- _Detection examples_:
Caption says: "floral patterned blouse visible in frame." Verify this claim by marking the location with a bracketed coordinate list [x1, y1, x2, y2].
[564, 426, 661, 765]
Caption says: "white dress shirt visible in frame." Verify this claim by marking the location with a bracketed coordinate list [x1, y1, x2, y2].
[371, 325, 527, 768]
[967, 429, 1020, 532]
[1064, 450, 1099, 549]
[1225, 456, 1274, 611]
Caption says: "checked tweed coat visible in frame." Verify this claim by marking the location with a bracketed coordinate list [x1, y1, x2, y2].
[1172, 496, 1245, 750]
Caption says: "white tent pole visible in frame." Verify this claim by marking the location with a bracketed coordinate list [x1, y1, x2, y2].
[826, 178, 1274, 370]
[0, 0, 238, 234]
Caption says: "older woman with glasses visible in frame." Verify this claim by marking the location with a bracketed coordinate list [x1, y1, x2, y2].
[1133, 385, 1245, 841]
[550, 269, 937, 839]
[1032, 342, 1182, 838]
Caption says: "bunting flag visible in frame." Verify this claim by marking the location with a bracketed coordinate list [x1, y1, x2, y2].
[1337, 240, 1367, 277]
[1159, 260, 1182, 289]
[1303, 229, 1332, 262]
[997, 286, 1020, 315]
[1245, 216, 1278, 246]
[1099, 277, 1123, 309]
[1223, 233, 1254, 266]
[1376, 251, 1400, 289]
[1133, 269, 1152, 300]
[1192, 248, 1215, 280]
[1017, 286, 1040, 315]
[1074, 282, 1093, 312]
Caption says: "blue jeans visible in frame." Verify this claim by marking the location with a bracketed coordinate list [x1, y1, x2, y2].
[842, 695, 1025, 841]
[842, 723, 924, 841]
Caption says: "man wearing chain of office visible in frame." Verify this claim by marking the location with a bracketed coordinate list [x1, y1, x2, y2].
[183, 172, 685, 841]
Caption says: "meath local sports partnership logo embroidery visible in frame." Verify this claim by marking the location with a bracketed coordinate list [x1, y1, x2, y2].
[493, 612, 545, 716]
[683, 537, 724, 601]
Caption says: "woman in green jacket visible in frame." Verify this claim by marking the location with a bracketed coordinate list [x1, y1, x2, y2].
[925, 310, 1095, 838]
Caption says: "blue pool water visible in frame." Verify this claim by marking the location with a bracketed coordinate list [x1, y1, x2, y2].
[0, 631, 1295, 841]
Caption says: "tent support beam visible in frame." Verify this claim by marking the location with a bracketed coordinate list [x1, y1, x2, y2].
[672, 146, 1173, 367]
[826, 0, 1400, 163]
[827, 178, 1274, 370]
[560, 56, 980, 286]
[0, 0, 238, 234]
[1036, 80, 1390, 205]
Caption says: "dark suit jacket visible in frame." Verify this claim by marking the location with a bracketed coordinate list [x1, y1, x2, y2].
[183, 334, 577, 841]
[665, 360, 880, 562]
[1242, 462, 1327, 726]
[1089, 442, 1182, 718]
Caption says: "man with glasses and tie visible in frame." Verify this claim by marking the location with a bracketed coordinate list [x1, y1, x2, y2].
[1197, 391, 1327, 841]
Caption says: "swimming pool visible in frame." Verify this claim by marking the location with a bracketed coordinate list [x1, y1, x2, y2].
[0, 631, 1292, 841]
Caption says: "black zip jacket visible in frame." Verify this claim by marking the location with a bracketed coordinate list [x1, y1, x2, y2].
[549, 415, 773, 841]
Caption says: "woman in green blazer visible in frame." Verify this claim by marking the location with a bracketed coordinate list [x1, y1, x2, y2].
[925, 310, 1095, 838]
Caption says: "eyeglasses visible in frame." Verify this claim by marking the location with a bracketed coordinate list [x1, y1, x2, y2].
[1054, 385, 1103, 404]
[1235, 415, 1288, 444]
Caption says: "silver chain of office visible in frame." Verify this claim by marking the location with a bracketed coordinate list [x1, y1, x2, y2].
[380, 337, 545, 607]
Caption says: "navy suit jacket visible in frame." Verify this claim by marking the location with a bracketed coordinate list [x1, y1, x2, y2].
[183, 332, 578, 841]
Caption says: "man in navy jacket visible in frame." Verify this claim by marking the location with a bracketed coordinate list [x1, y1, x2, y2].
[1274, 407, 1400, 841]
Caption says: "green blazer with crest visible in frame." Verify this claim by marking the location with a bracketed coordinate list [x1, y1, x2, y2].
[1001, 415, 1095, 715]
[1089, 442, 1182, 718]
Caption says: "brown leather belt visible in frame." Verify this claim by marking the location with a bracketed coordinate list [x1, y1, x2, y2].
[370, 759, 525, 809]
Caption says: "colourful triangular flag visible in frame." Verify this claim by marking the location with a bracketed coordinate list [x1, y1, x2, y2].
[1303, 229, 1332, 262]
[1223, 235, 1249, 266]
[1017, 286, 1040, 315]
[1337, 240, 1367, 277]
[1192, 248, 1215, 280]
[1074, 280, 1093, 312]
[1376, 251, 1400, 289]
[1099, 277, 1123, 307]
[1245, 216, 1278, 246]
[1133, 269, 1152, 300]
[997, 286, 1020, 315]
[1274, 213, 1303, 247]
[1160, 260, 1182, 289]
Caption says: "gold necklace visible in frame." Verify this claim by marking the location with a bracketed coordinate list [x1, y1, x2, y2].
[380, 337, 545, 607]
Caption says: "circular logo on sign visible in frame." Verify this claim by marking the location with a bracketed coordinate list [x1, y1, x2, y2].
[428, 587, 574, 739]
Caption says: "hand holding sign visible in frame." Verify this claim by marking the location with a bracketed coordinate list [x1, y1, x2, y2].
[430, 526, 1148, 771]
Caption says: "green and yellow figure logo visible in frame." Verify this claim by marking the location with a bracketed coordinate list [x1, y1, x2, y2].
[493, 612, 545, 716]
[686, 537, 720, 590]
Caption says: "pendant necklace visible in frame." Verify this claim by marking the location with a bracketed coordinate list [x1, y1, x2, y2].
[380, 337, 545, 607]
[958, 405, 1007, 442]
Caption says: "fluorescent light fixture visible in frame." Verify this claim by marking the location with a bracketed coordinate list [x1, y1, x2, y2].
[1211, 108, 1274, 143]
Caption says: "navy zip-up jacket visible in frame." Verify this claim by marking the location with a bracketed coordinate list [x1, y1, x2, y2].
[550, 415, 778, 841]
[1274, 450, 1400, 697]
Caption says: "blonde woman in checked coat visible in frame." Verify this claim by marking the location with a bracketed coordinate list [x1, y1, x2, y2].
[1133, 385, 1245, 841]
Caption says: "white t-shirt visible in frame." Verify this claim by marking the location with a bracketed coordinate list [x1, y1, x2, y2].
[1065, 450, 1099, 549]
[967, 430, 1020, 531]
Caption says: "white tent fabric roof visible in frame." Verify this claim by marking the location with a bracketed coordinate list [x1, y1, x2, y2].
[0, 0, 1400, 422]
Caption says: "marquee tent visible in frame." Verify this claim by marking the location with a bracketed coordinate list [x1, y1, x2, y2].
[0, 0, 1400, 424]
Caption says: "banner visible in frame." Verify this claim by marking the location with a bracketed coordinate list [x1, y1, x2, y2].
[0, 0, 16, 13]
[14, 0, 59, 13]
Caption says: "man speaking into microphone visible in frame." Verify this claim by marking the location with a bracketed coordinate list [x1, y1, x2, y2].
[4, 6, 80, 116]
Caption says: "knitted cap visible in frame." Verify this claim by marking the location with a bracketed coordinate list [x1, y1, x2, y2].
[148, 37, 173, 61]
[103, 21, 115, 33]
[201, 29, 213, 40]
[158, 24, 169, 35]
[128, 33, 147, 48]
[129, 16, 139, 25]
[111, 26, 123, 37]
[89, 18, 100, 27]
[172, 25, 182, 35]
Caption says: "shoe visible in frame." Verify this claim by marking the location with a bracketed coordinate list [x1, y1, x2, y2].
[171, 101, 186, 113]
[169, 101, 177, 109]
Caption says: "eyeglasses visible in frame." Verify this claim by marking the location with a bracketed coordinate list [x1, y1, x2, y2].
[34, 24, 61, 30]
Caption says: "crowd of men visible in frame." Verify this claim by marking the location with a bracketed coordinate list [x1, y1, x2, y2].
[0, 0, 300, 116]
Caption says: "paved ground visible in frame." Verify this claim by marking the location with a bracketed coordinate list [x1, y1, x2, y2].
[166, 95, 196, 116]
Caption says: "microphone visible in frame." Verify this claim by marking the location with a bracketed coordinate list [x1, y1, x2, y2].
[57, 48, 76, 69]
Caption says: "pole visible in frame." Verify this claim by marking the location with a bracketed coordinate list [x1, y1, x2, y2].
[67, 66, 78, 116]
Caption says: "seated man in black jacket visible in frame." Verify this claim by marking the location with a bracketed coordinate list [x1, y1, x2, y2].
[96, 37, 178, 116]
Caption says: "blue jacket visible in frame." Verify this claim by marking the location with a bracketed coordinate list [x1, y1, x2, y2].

- _Problem_: Can you rescale the part of the listing between the lines holding "woman with glasses" and "[1032, 342, 1182, 838]", inclusive? Give only those lines again, with the request line unchanged and every bounding-box coordinate multiplied by 1.45 and rounded to a whole number, halves rounding up.

- _Response_:
Caption says: "older woman with glasses visible in frame." Verify this claim by marking the location with a bracketed coordinate list [x1, y1, x2, y2].
[1643, 558, 1805, 1219]
[798, 390, 1359, 1217]
[1496, 496, 1714, 1215]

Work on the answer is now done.